NMHCs were measured using a GC–MS/FID system coupled with a cryogen-free preconcentration device (Wang et al., 2014). The system contains two-channel sampling and GC column separation, which are able to measure C${}_{\mathrm{2}}$–C${}_{\mathrm{5}}$ hydrocarbons with the FID in one channel and measure C${}_{\mathrm{5}}$–C${}_{\mathrm{12}}$ hydrocarbons using an MS detector in the other channel. After removal of water vapor, VOCs were trapped at $-$155° in a deactivated quartz capillary column (15 cm $\times$ 0.53 mm ID) and a porous-layer open tubular (PLOT) capillary column (15 cm $\times$ 0.53 mm ID) for the MS channel and the FID channel, respectively. The system was calibrated weekly by TO-15 (Air Environmental Inc., USA) and PAMS gas standards (Spectra Gases Inc., USA). Detection limits for various compounds were in the range of 0.002–0.070 ppbv. A total of 56 NMHC species were measured (Table S1). The time resolution of the measurement was 1 h. The uncertainties of VOC measurements by GC–MS/FID are in the range of 15 %–20 %. More details of this method can be found in previous studies (Wang et al., 2014; Yuan et al., 2012).

### PROMPT
List every range of values that the measurement description above gives, and say what each range describes.

### SUPPLIED ENTRIES
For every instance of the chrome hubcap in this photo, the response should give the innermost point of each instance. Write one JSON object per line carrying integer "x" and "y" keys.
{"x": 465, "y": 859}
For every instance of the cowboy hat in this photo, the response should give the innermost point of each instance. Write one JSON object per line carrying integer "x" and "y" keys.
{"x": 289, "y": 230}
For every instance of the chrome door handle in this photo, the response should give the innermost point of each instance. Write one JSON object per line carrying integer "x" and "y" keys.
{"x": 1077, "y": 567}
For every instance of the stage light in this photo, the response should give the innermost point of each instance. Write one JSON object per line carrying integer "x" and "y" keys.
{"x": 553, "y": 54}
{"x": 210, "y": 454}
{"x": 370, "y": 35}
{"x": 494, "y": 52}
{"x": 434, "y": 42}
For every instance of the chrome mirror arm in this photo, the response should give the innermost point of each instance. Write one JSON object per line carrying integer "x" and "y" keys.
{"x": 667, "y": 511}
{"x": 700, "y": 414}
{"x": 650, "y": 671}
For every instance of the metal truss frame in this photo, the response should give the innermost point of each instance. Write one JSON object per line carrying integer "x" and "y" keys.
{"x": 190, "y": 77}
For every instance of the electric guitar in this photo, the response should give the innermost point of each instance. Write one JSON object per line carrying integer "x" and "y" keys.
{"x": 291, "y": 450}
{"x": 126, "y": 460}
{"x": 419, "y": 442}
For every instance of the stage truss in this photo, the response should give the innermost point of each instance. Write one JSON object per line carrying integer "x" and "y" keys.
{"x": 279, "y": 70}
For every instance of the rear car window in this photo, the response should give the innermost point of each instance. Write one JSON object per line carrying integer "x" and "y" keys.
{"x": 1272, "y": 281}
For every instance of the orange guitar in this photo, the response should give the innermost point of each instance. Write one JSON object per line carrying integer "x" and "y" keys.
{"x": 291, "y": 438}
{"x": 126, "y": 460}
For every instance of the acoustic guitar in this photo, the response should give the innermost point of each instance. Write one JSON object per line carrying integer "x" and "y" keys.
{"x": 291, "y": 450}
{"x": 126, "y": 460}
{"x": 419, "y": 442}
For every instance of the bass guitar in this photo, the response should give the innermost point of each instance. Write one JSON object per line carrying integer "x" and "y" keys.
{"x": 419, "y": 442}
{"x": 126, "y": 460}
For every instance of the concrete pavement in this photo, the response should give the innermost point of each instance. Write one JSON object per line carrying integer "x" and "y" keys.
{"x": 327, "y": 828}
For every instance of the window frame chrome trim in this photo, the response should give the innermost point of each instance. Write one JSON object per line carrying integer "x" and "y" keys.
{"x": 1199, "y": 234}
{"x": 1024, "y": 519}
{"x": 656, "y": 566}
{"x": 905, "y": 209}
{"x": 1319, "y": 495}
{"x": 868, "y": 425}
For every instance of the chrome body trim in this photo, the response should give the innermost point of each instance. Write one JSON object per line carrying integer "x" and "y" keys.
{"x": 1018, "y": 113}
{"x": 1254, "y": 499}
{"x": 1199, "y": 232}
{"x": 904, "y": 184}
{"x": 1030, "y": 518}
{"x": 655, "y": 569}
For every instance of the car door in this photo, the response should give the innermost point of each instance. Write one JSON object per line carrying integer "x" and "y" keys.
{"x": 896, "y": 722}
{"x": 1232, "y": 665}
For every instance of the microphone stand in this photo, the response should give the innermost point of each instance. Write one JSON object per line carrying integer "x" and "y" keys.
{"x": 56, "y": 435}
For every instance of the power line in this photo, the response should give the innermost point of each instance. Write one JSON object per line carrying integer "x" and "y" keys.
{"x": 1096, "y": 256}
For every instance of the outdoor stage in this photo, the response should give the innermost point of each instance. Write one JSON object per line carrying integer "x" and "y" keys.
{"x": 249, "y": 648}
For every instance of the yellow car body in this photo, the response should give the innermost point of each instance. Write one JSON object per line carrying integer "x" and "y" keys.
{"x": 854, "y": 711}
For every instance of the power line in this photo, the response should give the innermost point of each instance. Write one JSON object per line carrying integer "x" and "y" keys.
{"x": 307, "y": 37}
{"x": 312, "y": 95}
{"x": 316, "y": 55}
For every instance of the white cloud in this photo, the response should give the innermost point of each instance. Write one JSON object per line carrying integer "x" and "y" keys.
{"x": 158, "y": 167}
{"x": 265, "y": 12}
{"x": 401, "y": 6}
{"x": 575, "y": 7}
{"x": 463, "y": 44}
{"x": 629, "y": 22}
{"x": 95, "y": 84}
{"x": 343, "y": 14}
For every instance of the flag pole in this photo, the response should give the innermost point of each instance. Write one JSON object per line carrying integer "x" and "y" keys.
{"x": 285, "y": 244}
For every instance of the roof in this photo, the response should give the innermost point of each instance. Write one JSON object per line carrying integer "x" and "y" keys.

### COMPLETED EXERCISE
- C2–C5: the hydrocarbons measured with the FID in one channel
- C5–C12: the hydrocarbons measured with the MS detector in the other channel
- 0.002–0.070 ppbv: the detection limits for the various compounds
- 15 %–20 %: the uncertainties of the VOC measurements by GC–MS/FID